Work to be completed: Update the records by swapping "snow patch" for "patch of snow" and keeping every other part unchanged. Leave the pictures out of your answer.

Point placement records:

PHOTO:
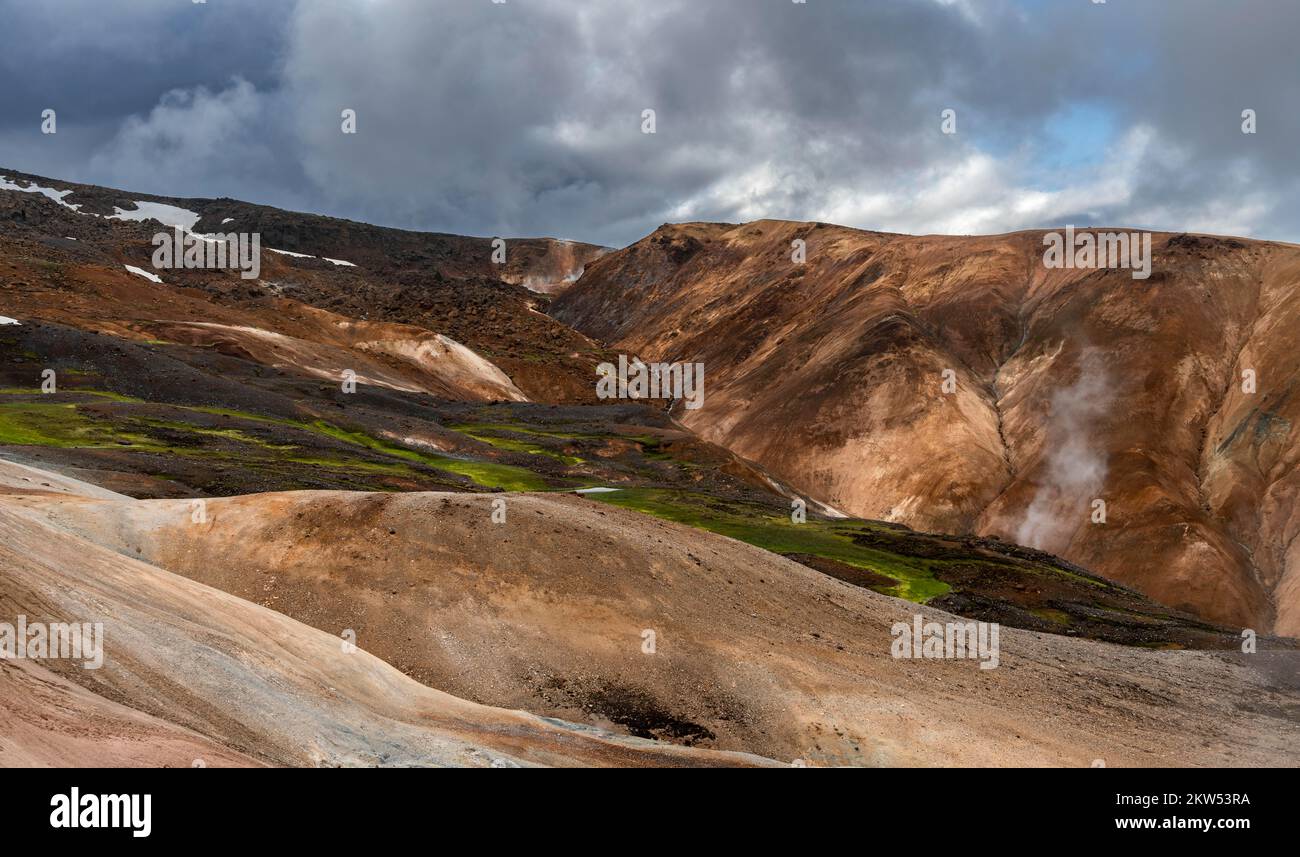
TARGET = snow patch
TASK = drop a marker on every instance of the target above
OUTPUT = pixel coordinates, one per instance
(165, 215)
(57, 195)
(290, 252)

Reply:
PHOTO:
TARGET = patch of snow
TASK = drop a marker on every instance of the target above
OUTPUT = pixel coordinates, one per instance
(165, 215)
(57, 195)
(290, 252)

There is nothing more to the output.